◆ Set problem ◆
Format every line of the records below as a JSON list of strings, one string per line, skipping blank lines. Leave the pictures out.

◆ Information given ◆
************
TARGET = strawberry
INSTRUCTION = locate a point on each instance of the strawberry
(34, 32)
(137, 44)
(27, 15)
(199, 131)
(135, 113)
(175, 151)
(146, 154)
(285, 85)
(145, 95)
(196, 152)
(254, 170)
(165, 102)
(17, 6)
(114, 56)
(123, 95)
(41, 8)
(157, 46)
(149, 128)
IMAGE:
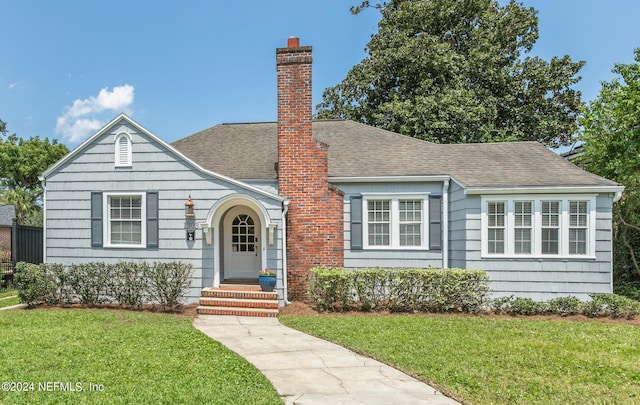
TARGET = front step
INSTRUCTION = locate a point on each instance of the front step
(238, 301)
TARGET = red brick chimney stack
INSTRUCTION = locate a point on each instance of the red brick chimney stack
(315, 225)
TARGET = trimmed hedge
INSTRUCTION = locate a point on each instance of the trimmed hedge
(398, 290)
(125, 283)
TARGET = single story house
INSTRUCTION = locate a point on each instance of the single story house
(298, 193)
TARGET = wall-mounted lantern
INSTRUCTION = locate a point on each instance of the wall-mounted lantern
(190, 219)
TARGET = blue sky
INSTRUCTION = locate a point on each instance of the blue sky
(177, 67)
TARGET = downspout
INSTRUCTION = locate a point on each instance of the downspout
(285, 289)
(44, 219)
(445, 224)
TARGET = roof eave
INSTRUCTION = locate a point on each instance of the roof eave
(387, 179)
(545, 190)
(104, 129)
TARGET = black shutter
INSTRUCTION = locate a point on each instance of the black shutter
(152, 219)
(96, 219)
(356, 222)
(435, 222)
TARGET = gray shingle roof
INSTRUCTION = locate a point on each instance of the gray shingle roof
(249, 151)
(7, 213)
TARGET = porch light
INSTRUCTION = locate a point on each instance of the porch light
(189, 219)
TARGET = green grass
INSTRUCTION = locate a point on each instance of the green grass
(9, 301)
(498, 361)
(130, 357)
(7, 293)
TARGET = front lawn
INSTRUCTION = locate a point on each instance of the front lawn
(108, 356)
(7, 293)
(497, 360)
(9, 301)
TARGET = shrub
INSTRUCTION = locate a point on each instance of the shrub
(128, 283)
(434, 290)
(564, 306)
(629, 289)
(613, 305)
(169, 282)
(89, 282)
(125, 283)
(526, 306)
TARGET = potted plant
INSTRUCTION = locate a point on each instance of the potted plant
(267, 280)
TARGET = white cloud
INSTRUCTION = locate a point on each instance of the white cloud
(84, 117)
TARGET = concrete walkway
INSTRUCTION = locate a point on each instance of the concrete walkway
(307, 370)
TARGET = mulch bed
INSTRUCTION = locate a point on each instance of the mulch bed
(305, 309)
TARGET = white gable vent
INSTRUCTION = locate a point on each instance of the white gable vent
(123, 150)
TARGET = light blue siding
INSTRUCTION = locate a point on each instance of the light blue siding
(386, 257)
(155, 168)
(544, 279)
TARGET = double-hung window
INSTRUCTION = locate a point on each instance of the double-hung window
(395, 222)
(578, 227)
(496, 226)
(521, 226)
(125, 220)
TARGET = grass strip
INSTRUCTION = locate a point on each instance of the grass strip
(8, 293)
(9, 301)
(120, 357)
(495, 360)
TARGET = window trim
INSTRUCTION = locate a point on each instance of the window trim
(394, 223)
(117, 150)
(107, 219)
(536, 248)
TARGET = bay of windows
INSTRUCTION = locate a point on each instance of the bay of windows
(519, 226)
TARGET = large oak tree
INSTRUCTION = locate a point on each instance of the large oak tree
(611, 132)
(22, 161)
(454, 71)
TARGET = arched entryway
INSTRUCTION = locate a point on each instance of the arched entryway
(242, 241)
(238, 228)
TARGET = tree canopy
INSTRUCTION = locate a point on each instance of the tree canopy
(22, 161)
(454, 71)
(611, 135)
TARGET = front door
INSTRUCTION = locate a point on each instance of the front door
(241, 244)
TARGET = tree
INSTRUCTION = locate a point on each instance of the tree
(21, 163)
(452, 71)
(611, 135)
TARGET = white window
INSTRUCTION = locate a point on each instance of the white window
(496, 226)
(517, 226)
(523, 226)
(578, 227)
(123, 152)
(395, 222)
(126, 224)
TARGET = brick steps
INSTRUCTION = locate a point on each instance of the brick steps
(258, 312)
(238, 300)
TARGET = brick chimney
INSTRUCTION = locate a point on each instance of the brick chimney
(315, 228)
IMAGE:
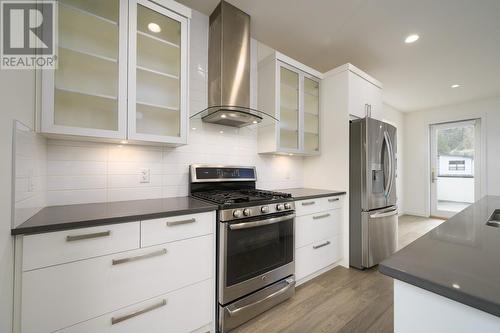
************
◆ Exercise output ◆
[
  "TARGET = strawberry",
  "INSTRUCTION = locate a point on each instance of the strawberry",
  "(34, 32)",
  "(137, 44)",
  "(27, 15)",
  "(199, 131)",
  "(135, 113)",
  "(175, 151)",
  "(146, 154)",
  "(285, 85)",
  "(145, 95)",
  "(196, 152)",
  "(254, 170)",
  "(165, 102)",
  "(17, 6)",
  "(114, 56)",
  "(123, 95)",
  "(41, 8)",
  "(157, 46)",
  "(149, 128)",
  "IMAGE:",
  "TARGET = front step",
  "INSTRUCTION = locate a point on each instance of the front step",
  "(238, 301)",
  "TARGET = red brick chimney stack",
  "INSTRUCTION = locate a point on each instance of the red brick chimney stack",
  "(315, 225)",
  "TARGET = trimmed hedge",
  "INSTRUCTION = locate a point on each instance of the trimmed hedge",
  "(398, 290)",
  "(125, 283)",
  "TARGET = single story house",
  "INSTRUCTION = locate a point on each instance of the single story house",
  "(298, 193)",
  "TARGET = wall-mounted lantern",
  "INSTRUCTION = locate a point on each instance of the wall-mounted lantern",
  "(190, 219)",
  "TARGET = blue sky",
  "INSTRUCTION = locate a point on each instance of the blue sky",
  "(177, 67)",
  "TARGET = downspout",
  "INSTRUCTION = locate a point on each instance of the downspout",
  "(285, 289)",
  "(44, 219)",
  "(445, 224)",
  "TARGET = roof eave",
  "INSTRUCTION = locate a point on each instance of the roof eave",
  "(387, 179)",
  "(545, 190)",
  "(104, 129)",
  "TARGET = black shutter",
  "INSTRUCTION = locate a point on each instance of the black shutter",
  "(152, 219)",
  "(96, 219)",
  "(356, 222)",
  "(435, 222)",
  "TARGET = gray shingle roof",
  "INSTRUCTION = locate a point on each instance of the gray shingle roof",
  "(249, 151)",
  "(7, 213)",
  "TARGET = porch light",
  "INSTRUCTION = locate a point on each instance of the porch light",
  "(189, 219)",
  "TARGET = green grass",
  "INSTRUCTION = locate a point on each instance of the green grass",
  "(9, 301)",
  "(498, 361)",
  "(130, 357)",
  "(7, 293)",
  "TARGET = front lawn",
  "INSTRUCTION = locate a point on each instance of the front lawn",
  "(108, 356)",
  "(7, 293)",
  "(497, 360)",
  "(9, 301)",
  "TARGET = shrub",
  "INSTRUCTION = locate a point on each instance of the shrub",
  "(128, 283)",
  "(434, 290)",
  "(564, 306)",
  "(629, 289)",
  "(613, 305)",
  "(169, 282)",
  "(89, 282)",
  "(125, 283)",
  "(526, 306)",
  "TARGET = potted plant",
  "INSTRUCTION = locate a point on each instance of the potted plant",
  "(267, 280)",
  "TARGET = white cloud",
  "INSTRUCTION = locate a point on each instance of the white cloud",
  "(84, 117)",
  "TARGET = concrete walkway",
  "INSTRUCTION = locate a point on each instance of the concrete walkway",
  "(307, 370)",
  "TARGET = mulch bed",
  "INSTRUCTION = locate a point on each instance of the mulch bed",
  "(305, 309)",
  "TARGET = white gable vent",
  "INSTRUCTION = locate a point on each instance of the white gable vent",
  "(123, 150)",
  "TARGET = light blue siding",
  "INSTRUCTION = locate a point on each instance of the light blue siding",
  "(386, 257)",
  "(155, 168)",
  "(544, 279)",
  "TARGET = double-hung window",
  "INSTRUCTION = locate a point on each instance of the double-hung window",
  "(395, 222)",
  "(578, 227)",
  "(496, 226)",
  "(521, 226)",
  "(125, 220)",
  "TARGET = grass strip",
  "INSTRUCTION = locate a point on each instance of the grass strip",
  "(8, 293)",
  "(9, 301)",
  "(120, 357)",
  "(495, 360)",
  "TARGET = window trim",
  "INSTRUCTION = locate a point on each instance of the window trim",
  "(394, 223)",
  "(117, 150)",
  "(107, 219)",
  "(536, 248)",
  "TARGET = bay of windows",
  "INSTRUCTION = locate a point on each instance of the bay of windows",
  "(519, 226)",
  "TARGET = large oak tree",
  "INSTRUCTION = locate a point on each instance of the large oak tree",
  "(611, 132)",
  "(22, 161)",
  "(454, 71)",
  "TARGET = arched entryway",
  "INSTRUCTION = locate a point on each instance of the arched entryway",
  "(242, 241)",
  "(238, 228)",
  "TARGET = tree canopy",
  "INSTRUCTION = locate a point on each instance of the tree canopy",
  "(22, 161)",
  "(454, 71)",
  "(611, 135)",
  "TARGET = front door",
  "INSTRUCTION = locate a point on each instance of the front door",
  "(241, 244)",
  "TARGET = tree",
  "INSTRUCTION = locate a point on each instance of the tree",
  "(21, 163)",
  "(452, 71)",
  "(611, 135)",
  "TARGET = white window",
  "INSTRUCTION = locate a point on each instance of the white window",
  "(496, 226)",
  "(517, 226)",
  "(523, 226)",
  "(578, 227)",
  "(123, 152)",
  "(395, 222)",
  "(126, 224)",
  "TARGET = brick steps",
  "INSTRUCTION = locate a point on each instance of the brick steps",
  "(258, 312)",
  "(238, 300)",
  "TARGET = brick chimney",
  "INSTRUCTION = locate a point on each instance of the brick chimney",
  "(315, 228)",
  "IMAGE:"
]